Collected data entries:
• • •

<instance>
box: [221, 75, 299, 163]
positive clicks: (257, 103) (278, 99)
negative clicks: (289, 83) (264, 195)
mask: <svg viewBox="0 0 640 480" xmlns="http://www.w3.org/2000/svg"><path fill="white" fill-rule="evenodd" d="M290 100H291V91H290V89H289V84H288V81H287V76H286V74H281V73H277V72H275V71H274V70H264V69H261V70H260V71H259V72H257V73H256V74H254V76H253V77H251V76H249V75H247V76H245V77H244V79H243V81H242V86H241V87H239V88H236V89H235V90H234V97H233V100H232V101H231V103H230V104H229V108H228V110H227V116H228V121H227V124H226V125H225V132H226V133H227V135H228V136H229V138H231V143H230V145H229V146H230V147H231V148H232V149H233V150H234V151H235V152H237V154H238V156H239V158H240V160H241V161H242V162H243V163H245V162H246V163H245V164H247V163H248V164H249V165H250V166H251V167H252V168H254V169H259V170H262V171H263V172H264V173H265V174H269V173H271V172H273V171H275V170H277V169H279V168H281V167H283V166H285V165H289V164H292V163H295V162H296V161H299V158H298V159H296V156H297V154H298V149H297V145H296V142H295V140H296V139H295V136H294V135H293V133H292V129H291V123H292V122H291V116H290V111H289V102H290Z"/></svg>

• • •

PROBLEM STATEMENT: Reproduce the data with "positive clicks" renamed to "foreground clicks", changing nothing else.

FINISHED EXERCISE:
<instance>
box: [221, 75, 299, 163]
foreground clicks: (257, 103) (278, 99)
negative clicks: (289, 83) (264, 195)
mask: <svg viewBox="0 0 640 480" xmlns="http://www.w3.org/2000/svg"><path fill="white" fill-rule="evenodd" d="M290 100H291V91H290V89H289V84H288V81H287V76H286V74H281V73H277V72H275V71H274V70H264V69H261V70H260V71H259V72H257V73H256V74H254V76H253V77H251V76H249V75H247V76H245V77H244V79H243V81H242V86H241V87H239V88H236V89H235V90H234V97H233V100H232V101H231V103H230V104H229V108H228V110H227V116H228V121H227V124H226V125H225V132H226V133H227V135H228V136H229V138H231V143H230V145H229V146H230V147H231V148H232V149H233V150H234V151H235V152H237V154H238V156H239V158H240V160H241V161H242V162H243V163H245V162H246V163H245V164H247V163H248V164H249V165H250V166H251V167H252V168H254V169H259V170H262V171H263V172H264V173H265V174H269V173H271V172H273V171H275V170H277V169H279V168H281V167H283V166H285V165H289V164H292V163H295V162H296V161H299V158H298V159H296V156H297V154H298V149H297V145H296V142H295V140H296V139H295V136H294V135H293V133H292V129H291V123H292V122H291V116H290V111H289V102H290Z"/></svg>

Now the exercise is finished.